* Exercise passage
[Start of Attachment]
Required — cannot begin without these:
Which style guide governs this work? (Chicago Manual of Style, AP Stylebook, house style, or a hybrid. If hybrid: which guide takes precedence, and where does house style override it?)
American or British spelling?
Required before initializing the Style Sheet:
3. Are there any known house style rules to establish before starting? (Number treatment, capitalization of specific recurring terms, preferred citation format, any terminology the organization has already locked in.) Even "none that I know of" is a useful answer — record it.
4. Has a Style Sheet been started for this project from a previous session? If yes, load it. If no, it will be created from the template during Pass 1.
Helpful if not already captured:
5. Has this document been through prior editorial stages (structural, developmental, line)? If copy editing is being applied to a first or second draft, flag it — the pass will be less efficient, and stylistic issues outside the copy editor's scope will be harder to ignore.
6. Are there specific consistency problems the author or a prior reader already noticed? (Known issues can seed the Style Sheet before the pass begins.)
7. Does this document include citations or a bibliography? If so, what citation format is expected?
Verwandte Skills
Record all answers in .agents/editorial-context.md and initialize the Style Sheet before running the audit.
Copy editing is the mechanical audit. The argument is sound (editorial-structural), the reader's path is clear (editorial-development), and the sentences are crafted (editorial-line). Now you ensure the text is correct and consistent by the rules of the applicable style guide.
[End of Attachment]
* Given records
[Start of Attachment]
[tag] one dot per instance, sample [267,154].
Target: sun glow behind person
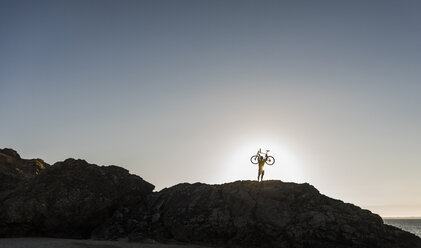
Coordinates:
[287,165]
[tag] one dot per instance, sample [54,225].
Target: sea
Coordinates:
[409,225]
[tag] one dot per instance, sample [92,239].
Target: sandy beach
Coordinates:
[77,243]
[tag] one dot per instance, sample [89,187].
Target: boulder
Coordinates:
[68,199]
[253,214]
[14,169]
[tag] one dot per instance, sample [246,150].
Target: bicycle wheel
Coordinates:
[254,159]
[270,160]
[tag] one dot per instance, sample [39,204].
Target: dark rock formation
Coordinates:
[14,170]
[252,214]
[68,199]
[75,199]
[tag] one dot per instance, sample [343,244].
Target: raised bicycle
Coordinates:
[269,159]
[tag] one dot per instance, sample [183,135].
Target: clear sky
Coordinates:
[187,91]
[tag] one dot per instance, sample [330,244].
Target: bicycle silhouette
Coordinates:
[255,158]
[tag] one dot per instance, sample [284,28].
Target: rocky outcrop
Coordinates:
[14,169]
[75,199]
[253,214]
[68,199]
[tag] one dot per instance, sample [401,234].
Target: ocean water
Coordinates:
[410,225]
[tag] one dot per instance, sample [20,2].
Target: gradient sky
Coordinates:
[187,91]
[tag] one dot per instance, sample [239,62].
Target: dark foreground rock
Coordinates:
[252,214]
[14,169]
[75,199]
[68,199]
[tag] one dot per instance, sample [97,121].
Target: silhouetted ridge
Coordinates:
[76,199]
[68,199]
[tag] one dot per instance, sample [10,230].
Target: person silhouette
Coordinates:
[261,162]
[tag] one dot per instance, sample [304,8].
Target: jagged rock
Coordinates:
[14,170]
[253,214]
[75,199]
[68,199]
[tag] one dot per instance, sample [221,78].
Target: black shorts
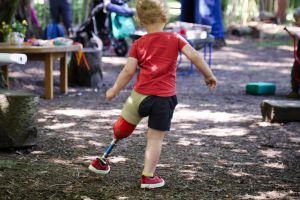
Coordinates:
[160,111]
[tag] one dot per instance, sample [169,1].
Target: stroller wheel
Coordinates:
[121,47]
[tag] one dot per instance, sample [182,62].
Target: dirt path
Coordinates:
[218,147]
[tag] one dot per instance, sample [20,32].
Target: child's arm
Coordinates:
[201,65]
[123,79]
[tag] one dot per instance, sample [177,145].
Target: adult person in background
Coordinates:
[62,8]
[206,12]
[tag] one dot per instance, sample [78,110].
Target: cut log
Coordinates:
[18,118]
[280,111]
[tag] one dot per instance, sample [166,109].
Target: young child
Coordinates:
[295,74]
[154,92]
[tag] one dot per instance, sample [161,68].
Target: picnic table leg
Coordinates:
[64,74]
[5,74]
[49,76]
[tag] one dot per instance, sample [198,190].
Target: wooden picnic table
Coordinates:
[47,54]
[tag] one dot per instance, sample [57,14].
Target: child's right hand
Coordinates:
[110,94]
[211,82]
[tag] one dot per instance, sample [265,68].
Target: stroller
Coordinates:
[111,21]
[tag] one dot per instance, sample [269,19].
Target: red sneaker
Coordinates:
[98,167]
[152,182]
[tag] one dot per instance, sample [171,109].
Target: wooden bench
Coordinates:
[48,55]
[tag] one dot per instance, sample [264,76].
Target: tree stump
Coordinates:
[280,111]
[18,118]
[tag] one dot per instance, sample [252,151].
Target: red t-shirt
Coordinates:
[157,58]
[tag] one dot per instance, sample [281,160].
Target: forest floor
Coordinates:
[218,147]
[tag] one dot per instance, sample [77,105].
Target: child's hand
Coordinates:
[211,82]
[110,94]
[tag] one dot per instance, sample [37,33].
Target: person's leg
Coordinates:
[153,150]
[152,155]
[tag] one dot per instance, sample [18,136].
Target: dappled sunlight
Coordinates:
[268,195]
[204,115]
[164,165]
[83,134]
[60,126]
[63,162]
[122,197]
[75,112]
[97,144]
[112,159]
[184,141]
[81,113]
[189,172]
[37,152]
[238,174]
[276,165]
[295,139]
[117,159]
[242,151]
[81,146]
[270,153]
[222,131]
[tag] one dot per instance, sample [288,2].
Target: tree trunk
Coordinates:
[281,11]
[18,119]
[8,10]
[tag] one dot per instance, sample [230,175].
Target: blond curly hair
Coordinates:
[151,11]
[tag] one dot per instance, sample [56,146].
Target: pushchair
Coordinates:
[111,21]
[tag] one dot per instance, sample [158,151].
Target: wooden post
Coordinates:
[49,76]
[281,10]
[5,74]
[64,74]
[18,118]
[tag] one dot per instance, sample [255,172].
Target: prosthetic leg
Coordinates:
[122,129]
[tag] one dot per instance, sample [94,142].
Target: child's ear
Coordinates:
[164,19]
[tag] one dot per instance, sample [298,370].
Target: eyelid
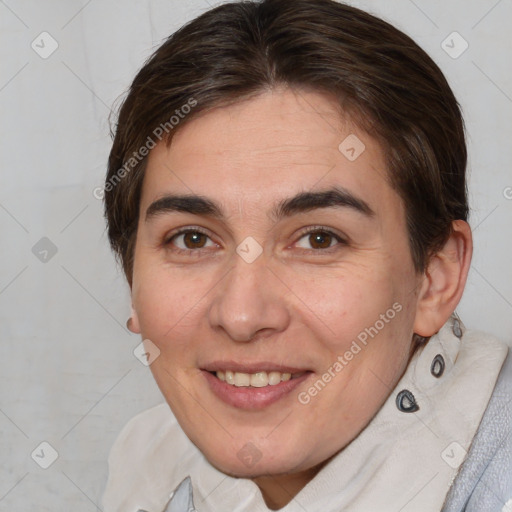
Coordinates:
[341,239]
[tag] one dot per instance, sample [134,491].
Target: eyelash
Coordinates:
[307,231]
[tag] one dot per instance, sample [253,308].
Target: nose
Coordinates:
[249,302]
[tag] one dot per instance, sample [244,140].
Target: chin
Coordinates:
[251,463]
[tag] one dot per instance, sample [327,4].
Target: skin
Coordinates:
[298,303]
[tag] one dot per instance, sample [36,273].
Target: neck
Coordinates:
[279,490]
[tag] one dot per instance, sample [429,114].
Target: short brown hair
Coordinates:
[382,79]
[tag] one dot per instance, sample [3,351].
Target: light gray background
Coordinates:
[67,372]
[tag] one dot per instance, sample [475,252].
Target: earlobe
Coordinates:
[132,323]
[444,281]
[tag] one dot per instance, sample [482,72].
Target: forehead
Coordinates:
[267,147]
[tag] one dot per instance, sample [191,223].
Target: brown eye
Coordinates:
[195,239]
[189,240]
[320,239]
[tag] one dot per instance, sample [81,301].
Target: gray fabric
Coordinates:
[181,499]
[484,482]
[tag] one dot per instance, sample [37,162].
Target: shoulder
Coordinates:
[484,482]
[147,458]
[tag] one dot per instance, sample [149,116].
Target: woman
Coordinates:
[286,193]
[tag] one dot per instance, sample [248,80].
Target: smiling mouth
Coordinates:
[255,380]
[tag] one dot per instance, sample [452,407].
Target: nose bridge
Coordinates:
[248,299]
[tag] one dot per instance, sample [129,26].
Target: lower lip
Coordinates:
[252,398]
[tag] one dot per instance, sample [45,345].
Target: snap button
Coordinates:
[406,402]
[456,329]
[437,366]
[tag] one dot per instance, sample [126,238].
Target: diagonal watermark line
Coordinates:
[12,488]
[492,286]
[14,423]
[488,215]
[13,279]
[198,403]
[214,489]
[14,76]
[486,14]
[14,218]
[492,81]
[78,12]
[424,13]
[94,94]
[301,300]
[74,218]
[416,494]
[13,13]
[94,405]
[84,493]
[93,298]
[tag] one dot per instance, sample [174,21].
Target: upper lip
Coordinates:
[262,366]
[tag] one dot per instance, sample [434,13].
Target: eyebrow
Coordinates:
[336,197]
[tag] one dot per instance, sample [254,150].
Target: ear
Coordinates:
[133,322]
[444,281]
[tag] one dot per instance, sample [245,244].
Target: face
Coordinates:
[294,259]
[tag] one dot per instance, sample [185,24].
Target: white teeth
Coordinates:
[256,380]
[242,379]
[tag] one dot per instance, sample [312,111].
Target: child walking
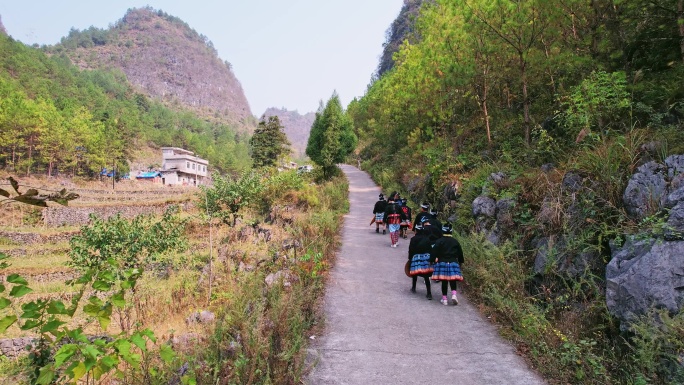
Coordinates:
[End of Attachment]
* Task item
Copy out the copy-editing checklist starting with "4. Has a Style" and going on through "harder to ignore.", substituting "Consistency Log" for every occurrence of "Style Sheet".

* Response below
4. Has a Consistency Log been started for this project from a previous session? If yes, load it. If no, it will be created from the template during Pass 1.
Helpful if not already captured:
5. Has this document been through prior editorial stages (structural, developmental, line)? If copy editing is being applied to a first or second draft, flag it — the pass will be less efficient, and stylistic issues outside the copy editor's scope will be harder to ignore.